WHAT TO DO:
Which rows below contain the word "logo" with its case matched exactly? Pick them out and copy each one in full.
+++ SUPPLIED RECORDS
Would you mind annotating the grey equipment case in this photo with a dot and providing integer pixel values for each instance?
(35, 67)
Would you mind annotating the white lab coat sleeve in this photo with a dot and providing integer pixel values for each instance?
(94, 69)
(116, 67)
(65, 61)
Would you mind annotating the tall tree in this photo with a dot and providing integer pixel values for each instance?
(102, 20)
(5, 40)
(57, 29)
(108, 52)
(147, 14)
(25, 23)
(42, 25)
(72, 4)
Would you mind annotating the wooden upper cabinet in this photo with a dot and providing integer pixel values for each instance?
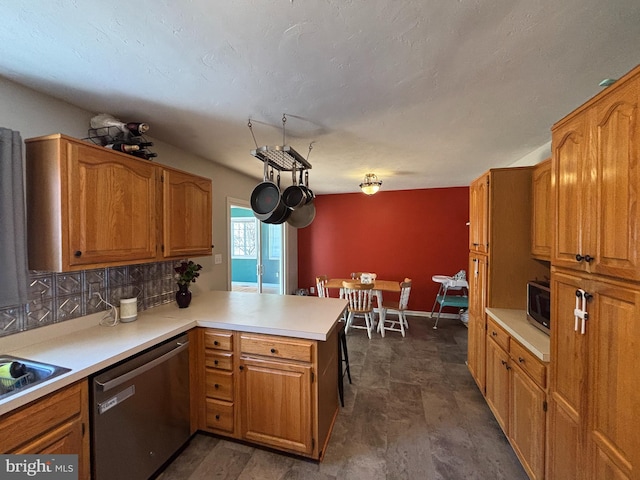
(111, 207)
(571, 177)
(596, 176)
(542, 211)
(616, 132)
(87, 206)
(187, 214)
(479, 214)
(90, 207)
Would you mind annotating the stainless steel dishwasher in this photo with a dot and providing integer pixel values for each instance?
(140, 412)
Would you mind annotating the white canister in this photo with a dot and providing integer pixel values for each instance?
(128, 309)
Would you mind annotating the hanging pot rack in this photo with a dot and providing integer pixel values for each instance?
(281, 157)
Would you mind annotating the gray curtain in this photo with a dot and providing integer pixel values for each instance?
(13, 235)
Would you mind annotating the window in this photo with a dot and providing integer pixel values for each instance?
(244, 237)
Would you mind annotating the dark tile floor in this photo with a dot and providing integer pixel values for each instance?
(412, 412)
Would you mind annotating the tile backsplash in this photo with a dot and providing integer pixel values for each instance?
(56, 297)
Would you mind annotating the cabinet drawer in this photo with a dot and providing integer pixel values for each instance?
(277, 347)
(498, 334)
(218, 340)
(39, 417)
(219, 384)
(529, 363)
(219, 360)
(219, 415)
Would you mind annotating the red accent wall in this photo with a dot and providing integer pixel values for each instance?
(398, 234)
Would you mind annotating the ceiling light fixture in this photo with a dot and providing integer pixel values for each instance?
(371, 184)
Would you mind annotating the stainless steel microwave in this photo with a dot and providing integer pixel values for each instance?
(539, 305)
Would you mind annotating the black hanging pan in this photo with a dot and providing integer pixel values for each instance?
(282, 212)
(294, 196)
(266, 202)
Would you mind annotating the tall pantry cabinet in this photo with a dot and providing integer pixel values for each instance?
(594, 432)
(500, 263)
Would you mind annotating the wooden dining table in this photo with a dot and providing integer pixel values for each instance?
(379, 286)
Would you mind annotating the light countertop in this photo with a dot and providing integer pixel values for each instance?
(86, 347)
(515, 322)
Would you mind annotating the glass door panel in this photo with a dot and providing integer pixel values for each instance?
(256, 261)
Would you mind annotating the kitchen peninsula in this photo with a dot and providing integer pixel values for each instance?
(290, 341)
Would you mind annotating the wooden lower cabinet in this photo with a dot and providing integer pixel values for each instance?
(498, 376)
(595, 389)
(55, 424)
(275, 391)
(476, 357)
(276, 404)
(515, 392)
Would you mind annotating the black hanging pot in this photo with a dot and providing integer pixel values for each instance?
(266, 203)
(295, 195)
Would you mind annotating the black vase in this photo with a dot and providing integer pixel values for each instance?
(183, 296)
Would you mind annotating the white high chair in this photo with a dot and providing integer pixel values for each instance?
(448, 284)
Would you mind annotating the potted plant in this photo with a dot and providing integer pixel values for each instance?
(186, 273)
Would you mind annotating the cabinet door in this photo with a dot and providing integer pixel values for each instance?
(542, 211)
(568, 395)
(573, 199)
(187, 215)
(497, 385)
(276, 404)
(613, 331)
(528, 422)
(476, 357)
(479, 214)
(617, 135)
(112, 207)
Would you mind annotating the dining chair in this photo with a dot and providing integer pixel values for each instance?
(395, 308)
(321, 286)
(359, 297)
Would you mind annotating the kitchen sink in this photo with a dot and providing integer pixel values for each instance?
(36, 372)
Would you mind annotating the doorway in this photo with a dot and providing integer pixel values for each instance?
(256, 251)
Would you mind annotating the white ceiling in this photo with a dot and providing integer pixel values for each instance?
(423, 93)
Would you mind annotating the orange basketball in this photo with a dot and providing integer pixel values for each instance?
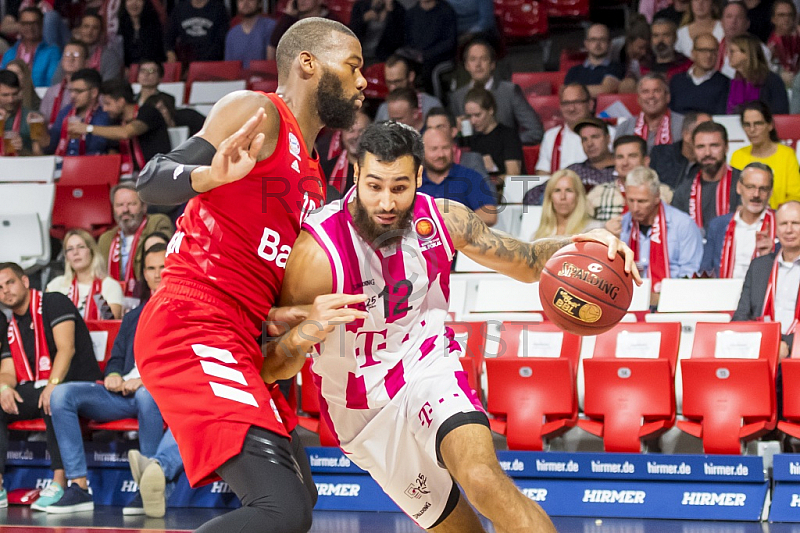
(582, 292)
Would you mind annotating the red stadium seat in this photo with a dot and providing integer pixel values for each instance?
(791, 400)
(729, 401)
(630, 100)
(628, 400)
(82, 207)
(532, 398)
(538, 83)
(83, 170)
(548, 109)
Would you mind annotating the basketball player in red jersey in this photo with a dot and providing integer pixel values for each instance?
(196, 345)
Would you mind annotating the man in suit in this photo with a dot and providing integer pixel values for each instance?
(513, 109)
(735, 239)
(771, 284)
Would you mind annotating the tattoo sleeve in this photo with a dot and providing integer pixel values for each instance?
(471, 235)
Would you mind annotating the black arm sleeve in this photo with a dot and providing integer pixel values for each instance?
(166, 179)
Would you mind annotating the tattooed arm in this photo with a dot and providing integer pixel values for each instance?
(522, 261)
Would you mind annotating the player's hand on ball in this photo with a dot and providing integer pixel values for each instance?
(238, 154)
(615, 246)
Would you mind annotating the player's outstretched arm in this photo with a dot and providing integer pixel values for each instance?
(308, 281)
(522, 261)
(241, 129)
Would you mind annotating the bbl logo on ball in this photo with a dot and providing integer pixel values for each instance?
(425, 229)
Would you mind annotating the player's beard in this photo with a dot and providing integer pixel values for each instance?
(334, 108)
(380, 235)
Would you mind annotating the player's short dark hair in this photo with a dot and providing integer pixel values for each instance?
(92, 78)
(711, 127)
(9, 79)
(118, 88)
(312, 35)
(632, 139)
(15, 268)
(389, 141)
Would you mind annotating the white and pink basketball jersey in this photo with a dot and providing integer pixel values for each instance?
(365, 364)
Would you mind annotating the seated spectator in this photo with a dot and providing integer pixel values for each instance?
(30, 99)
(296, 10)
(513, 110)
(379, 25)
(249, 39)
(666, 60)
(85, 280)
(599, 165)
(598, 73)
(105, 55)
(16, 118)
(565, 210)
(42, 57)
(665, 241)
(141, 134)
(121, 395)
(196, 31)
(754, 80)
(400, 74)
(121, 245)
(701, 17)
(184, 116)
(57, 98)
(142, 33)
(702, 88)
(48, 344)
(403, 107)
(431, 35)
(676, 162)
(735, 239)
(765, 147)
(561, 146)
(441, 178)
(712, 191)
(439, 119)
(656, 124)
(339, 169)
(784, 42)
(498, 144)
(65, 139)
(770, 287)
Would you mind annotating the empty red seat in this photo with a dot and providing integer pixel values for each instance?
(729, 401)
(630, 399)
(532, 398)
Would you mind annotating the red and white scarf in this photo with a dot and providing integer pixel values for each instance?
(63, 141)
(729, 244)
(723, 196)
(664, 133)
(769, 299)
(90, 309)
(555, 158)
(115, 258)
(22, 366)
(130, 151)
(659, 254)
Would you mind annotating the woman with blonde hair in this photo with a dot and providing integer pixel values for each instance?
(754, 80)
(86, 280)
(701, 17)
(30, 99)
(565, 210)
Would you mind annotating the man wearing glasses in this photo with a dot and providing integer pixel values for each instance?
(84, 90)
(702, 88)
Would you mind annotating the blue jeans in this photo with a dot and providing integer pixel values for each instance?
(94, 401)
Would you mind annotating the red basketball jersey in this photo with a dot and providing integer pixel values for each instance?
(237, 237)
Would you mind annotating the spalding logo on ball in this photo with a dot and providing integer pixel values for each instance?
(582, 292)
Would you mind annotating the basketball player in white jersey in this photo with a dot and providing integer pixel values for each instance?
(393, 390)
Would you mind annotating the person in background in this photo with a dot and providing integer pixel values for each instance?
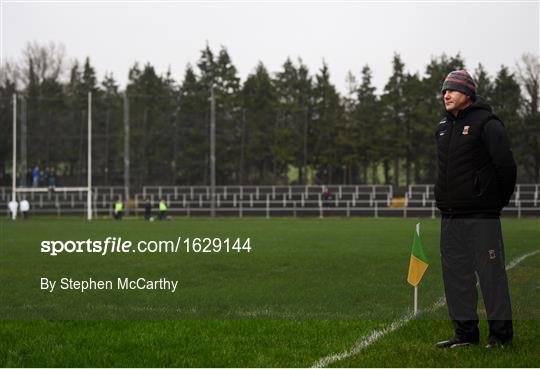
(12, 206)
(147, 209)
(162, 209)
(25, 208)
(118, 210)
(35, 176)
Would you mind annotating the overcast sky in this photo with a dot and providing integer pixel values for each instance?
(347, 35)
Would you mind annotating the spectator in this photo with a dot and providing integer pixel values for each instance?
(52, 178)
(25, 208)
(162, 209)
(118, 210)
(147, 209)
(35, 177)
(13, 205)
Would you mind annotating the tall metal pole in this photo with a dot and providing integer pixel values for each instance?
(14, 169)
(212, 151)
(89, 200)
(24, 161)
(304, 169)
(126, 147)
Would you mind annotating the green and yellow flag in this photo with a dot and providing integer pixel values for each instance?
(418, 263)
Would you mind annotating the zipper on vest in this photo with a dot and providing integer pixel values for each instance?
(448, 164)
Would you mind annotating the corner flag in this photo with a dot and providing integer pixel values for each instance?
(418, 263)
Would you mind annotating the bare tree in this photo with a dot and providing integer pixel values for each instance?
(42, 62)
(528, 69)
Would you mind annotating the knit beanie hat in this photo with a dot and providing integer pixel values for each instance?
(461, 81)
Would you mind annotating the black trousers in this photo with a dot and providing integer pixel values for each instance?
(471, 247)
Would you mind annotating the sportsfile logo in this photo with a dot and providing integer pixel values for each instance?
(112, 245)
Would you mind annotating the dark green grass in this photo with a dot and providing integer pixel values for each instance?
(335, 279)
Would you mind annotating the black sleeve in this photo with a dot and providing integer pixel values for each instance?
(497, 142)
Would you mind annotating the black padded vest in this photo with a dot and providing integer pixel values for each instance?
(466, 182)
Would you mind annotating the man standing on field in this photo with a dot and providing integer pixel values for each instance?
(476, 179)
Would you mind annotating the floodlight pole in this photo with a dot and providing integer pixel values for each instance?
(415, 299)
(14, 169)
(212, 151)
(89, 171)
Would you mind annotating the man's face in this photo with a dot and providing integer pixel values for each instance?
(455, 101)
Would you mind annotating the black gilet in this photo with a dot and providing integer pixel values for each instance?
(466, 184)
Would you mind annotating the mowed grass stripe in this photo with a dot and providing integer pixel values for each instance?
(374, 336)
(380, 248)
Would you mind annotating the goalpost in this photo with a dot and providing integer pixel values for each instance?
(88, 188)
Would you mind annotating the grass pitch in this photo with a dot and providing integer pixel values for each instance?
(309, 288)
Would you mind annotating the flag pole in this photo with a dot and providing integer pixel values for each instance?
(415, 300)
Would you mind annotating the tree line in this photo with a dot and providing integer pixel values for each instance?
(289, 126)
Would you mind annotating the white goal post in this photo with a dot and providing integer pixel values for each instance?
(88, 188)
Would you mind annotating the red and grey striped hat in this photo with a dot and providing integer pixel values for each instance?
(460, 80)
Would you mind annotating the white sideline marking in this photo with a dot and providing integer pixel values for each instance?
(368, 339)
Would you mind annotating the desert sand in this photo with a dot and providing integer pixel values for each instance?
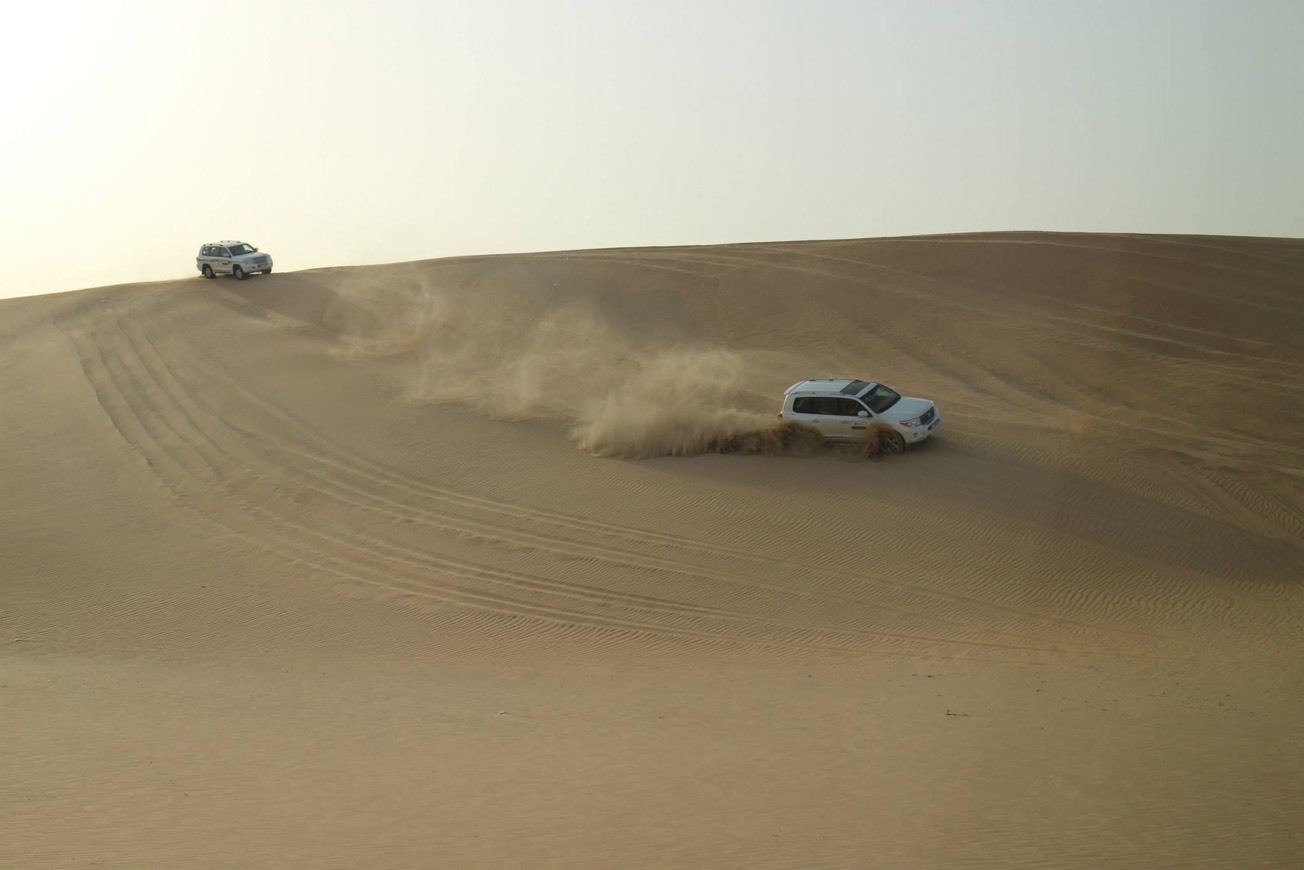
(436, 565)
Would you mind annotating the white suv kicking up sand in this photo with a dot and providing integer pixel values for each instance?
(850, 410)
(231, 257)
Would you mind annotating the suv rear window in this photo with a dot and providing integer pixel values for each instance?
(854, 388)
(828, 406)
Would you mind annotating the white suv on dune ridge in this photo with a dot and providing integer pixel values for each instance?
(231, 257)
(848, 410)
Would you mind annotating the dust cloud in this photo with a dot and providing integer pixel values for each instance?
(545, 352)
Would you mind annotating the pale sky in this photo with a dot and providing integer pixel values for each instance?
(346, 132)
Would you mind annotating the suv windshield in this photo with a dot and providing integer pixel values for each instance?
(880, 398)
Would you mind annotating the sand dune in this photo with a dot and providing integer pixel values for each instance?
(463, 562)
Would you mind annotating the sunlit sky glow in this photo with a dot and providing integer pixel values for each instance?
(338, 133)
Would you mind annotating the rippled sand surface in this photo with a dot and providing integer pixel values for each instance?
(441, 564)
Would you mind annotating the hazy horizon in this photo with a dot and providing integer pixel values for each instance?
(333, 133)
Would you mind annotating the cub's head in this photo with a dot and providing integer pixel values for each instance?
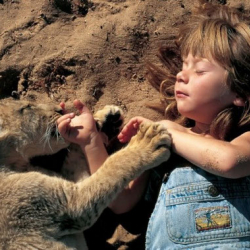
++++++
EXERCISE OUTPUT:
Would you mind annotating the bbl logo on ball in this photo with a dot and providing integer pixel values for each instance?
Would you mind annotating the spalding logo on ball in this photo with a dot and providing integer pixel values for each instance?
Would you mind annotating the sportsfile logo in this photo with a dot and providing integer pixel values for each instance?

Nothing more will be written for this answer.